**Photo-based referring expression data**
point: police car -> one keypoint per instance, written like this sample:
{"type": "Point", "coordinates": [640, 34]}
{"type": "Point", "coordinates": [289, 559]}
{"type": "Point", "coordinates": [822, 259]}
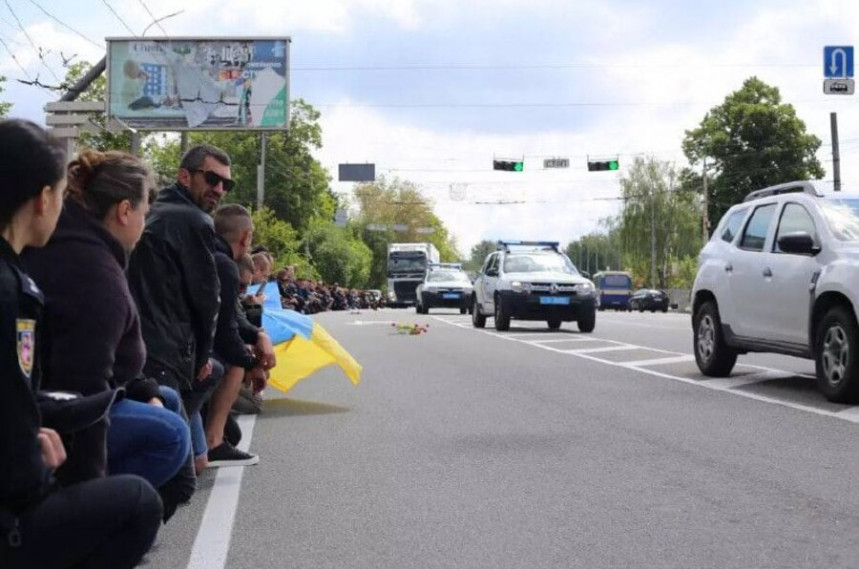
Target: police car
{"type": "Point", "coordinates": [532, 280]}
{"type": "Point", "coordinates": [446, 285]}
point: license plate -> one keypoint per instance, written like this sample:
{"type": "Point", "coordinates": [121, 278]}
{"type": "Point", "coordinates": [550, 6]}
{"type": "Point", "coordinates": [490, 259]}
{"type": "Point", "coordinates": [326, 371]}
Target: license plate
{"type": "Point", "coordinates": [554, 300]}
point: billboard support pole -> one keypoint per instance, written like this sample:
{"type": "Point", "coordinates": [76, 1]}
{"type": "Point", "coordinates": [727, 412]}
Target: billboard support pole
{"type": "Point", "coordinates": [261, 172]}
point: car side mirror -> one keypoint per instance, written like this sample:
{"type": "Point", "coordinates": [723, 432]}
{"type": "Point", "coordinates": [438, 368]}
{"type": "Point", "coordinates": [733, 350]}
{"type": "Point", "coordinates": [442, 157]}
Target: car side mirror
{"type": "Point", "coordinates": [799, 242]}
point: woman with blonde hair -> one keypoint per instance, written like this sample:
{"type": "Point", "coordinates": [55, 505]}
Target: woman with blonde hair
{"type": "Point", "coordinates": [93, 329]}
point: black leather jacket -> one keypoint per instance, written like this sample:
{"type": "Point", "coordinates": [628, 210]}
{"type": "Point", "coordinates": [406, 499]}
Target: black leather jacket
{"type": "Point", "coordinates": [174, 281]}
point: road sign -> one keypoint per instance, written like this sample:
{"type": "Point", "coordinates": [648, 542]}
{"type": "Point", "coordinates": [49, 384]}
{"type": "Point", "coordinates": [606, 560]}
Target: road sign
{"type": "Point", "coordinates": [838, 61]}
{"type": "Point", "coordinates": [556, 163]}
{"type": "Point", "coordinates": [839, 86]}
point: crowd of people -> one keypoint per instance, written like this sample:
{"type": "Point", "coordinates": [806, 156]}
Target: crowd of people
{"type": "Point", "coordinates": [130, 336]}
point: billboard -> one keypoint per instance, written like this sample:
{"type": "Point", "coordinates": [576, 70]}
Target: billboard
{"type": "Point", "coordinates": [199, 83]}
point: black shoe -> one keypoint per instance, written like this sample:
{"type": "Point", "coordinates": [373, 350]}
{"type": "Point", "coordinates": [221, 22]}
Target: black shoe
{"type": "Point", "coordinates": [226, 454]}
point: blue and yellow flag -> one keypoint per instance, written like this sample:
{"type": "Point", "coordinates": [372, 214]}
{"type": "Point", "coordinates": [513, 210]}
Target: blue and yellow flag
{"type": "Point", "coordinates": [301, 345]}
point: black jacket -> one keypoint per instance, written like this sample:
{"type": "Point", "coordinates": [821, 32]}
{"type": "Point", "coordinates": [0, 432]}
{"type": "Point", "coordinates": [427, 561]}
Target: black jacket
{"type": "Point", "coordinates": [173, 278]}
{"type": "Point", "coordinates": [92, 341]}
{"type": "Point", "coordinates": [233, 331]}
{"type": "Point", "coordinates": [24, 478]}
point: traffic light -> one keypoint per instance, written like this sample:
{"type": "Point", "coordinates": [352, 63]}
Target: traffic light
{"type": "Point", "coordinates": [509, 165]}
{"type": "Point", "coordinates": [599, 165]}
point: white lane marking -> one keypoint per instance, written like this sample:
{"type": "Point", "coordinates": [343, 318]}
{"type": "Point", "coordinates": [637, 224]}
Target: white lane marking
{"type": "Point", "coordinates": [212, 543]}
{"type": "Point", "coordinates": [660, 361]}
{"type": "Point", "coordinates": [600, 350]}
{"type": "Point", "coordinates": [850, 414]}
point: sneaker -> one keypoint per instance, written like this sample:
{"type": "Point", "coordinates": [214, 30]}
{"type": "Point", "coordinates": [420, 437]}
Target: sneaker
{"type": "Point", "coordinates": [226, 454]}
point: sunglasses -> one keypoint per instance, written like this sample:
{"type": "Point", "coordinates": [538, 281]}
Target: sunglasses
{"type": "Point", "coordinates": [214, 179]}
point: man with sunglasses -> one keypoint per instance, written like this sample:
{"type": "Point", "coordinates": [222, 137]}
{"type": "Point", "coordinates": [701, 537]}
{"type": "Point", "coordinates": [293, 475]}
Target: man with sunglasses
{"type": "Point", "coordinates": [173, 278]}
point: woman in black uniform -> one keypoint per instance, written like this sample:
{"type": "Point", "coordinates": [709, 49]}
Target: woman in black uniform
{"type": "Point", "coordinates": [108, 522]}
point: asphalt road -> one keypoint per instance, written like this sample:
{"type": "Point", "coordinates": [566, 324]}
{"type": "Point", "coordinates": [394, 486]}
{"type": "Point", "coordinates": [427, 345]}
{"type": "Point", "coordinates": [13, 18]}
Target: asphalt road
{"type": "Point", "coordinates": [471, 448]}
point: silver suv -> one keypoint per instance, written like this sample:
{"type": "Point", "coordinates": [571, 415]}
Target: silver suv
{"type": "Point", "coordinates": [532, 280]}
{"type": "Point", "coordinates": [781, 274]}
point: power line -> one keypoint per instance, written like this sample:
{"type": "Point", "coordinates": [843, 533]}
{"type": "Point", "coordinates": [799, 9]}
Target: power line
{"type": "Point", "coordinates": [155, 20]}
{"type": "Point", "coordinates": [118, 17]}
{"type": "Point", "coordinates": [62, 23]}
{"type": "Point", "coordinates": [15, 59]}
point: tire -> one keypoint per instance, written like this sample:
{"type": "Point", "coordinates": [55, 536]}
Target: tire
{"type": "Point", "coordinates": [477, 319]}
{"type": "Point", "coordinates": [712, 354]}
{"type": "Point", "coordinates": [502, 319]}
{"type": "Point", "coordinates": [837, 356]}
{"type": "Point", "coordinates": [587, 321]}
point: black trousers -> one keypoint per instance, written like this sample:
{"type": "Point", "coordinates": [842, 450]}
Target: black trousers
{"type": "Point", "coordinates": [105, 523]}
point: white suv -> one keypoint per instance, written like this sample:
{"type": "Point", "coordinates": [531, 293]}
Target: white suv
{"type": "Point", "coordinates": [781, 274]}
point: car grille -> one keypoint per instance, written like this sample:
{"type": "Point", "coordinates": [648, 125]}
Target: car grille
{"type": "Point", "coordinates": [405, 290]}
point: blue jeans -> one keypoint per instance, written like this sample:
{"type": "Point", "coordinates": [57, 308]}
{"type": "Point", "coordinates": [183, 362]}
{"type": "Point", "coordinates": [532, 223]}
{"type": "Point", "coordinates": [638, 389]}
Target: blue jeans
{"type": "Point", "coordinates": [149, 441]}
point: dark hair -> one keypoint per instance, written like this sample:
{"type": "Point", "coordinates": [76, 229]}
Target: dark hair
{"type": "Point", "coordinates": [231, 220]}
{"type": "Point", "coordinates": [30, 159]}
{"type": "Point", "coordinates": [196, 155]}
{"type": "Point", "coordinates": [99, 180]}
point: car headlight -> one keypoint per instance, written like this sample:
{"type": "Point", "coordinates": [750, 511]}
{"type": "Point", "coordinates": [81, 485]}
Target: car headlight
{"type": "Point", "coordinates": [519, 286]}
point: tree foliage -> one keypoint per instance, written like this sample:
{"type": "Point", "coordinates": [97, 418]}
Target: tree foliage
{"type": "Point", "coordinates": [478, 255]}
{"type": "Point", "coordinates": [4, 107]}
{"type": "Point", "coordinates": [397, 203]}
{"type": "Point", "coordinates": [338, 254]}
{"type": "Point", "coordinates": [750, 141]}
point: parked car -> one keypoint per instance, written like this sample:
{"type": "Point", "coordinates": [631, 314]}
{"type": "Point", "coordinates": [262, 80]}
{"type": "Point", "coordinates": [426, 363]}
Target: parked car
{"type": "Point", "coordinates": [780, 275]}
{"type": "Point", "coordinates": [649, 299]}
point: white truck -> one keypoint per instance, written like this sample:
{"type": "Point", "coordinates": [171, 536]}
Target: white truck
{"type": "Point", "coordinates": [407, 267]}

**Task prompt**
Starting with the first line of the data, transcribe every line exactly through the one containing "point: license plate". No pictures go in.

**Output of the exercise**
point: police car -> one keypoint per instance, written like this sample:
{"type": "Point", "coordinates": [640, 34]}
{"type": "Point", "coordinates": [289, 559]}
{"type": "Point", "coordinates": [822, 259]}
Target: police car
{"type": "Point", "coordinates": [532, 280]}
{"type": "Point", "coordinates": [446, 285]}
point: license plate -> one keypoint per instance, written like this sample:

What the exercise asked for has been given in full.